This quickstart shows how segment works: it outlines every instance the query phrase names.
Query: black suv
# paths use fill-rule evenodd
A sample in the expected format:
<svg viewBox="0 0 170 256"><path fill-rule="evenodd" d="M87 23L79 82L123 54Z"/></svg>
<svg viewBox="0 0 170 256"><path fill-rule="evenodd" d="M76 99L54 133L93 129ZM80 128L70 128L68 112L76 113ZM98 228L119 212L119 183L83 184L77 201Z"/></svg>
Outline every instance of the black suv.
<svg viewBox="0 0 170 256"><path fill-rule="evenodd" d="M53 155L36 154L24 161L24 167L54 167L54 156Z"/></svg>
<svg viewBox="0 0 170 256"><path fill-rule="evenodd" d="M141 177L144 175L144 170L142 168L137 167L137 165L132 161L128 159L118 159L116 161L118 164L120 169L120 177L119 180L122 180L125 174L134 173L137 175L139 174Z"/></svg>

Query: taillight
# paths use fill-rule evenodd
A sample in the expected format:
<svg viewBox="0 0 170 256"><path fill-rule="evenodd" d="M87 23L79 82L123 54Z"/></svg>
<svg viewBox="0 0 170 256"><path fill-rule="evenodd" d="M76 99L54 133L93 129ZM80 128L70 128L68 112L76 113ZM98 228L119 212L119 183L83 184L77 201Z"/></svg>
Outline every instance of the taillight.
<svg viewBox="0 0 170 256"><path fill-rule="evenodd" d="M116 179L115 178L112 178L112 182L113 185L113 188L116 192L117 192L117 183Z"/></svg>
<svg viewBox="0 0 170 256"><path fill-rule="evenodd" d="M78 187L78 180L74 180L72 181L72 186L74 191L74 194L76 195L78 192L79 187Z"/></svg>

### What is expected
Each record above should be repeated exactly as it appears.

### Exercise output
This quickstart shows how segment works: it outlines every instance the query phrase names.
Query: black suv
# paths use fill-rule evenodd
A sample in the expected format:
<svg viewBox="0 0 170 256"><path fill-rule="evenodd" d="M87 23L79 82L123 54Z"/></svg>
<svg viewBox="0 0 170 256"><path fill-rule="evenodd" d="M76 99L54 133L93 129ZM80 128L70 128L68 112L76 113ZM98 228L119 212L119 183L83 184L77 201Z"/></svg>
Outline every instance of the black suv.
<svg viewBox="0 0 170 256"><path fill-rule="evenodd" d="M53 155L36 154L24 161L24 167L54 167L54 156Z"/></svg>
<svg viewBox="0 0 170 256"><path fill-rule="evenodd" d="M141 177L144 175L144 170L142 168L137 167L137 165L132 161L128 159L118 159L116 161L118 164L120 169L120 177L119 180L122 180L125 174L134 173L137 175L139 174Z"/></svg>

Query: taillight
# paths use fill-rule evenodd
A sample in the expected format:
<svg viewBox="0 0 170 256"><path fill-rule="evenodd" d="M87 23L79 82L123 54Z"/></svg>
<svg viewBox="0 0 170 256"><path fill-rule="evenodd" d="M76 99L54 133L93 129ZM80 128L70 128L68 112L76 113ZM98 228L119 212L119 183L83 184L77 201Z"/></svg>
Outline every instance of the taillight.
<svg viewBox="0 0 170 256"><path fill-rule="evenodd" d="M116 179L115 178L112 178L112 182L113 185L113 188L116 192L117 192L117 183Z"/></svg>
<svg viewBox="0 0 170 256"><path fill-rule="evenodd" d="M78 187L78 180L74 180L72 181L72 186L74 191L74 194L76 195L78 192L79 187Z"/></svg>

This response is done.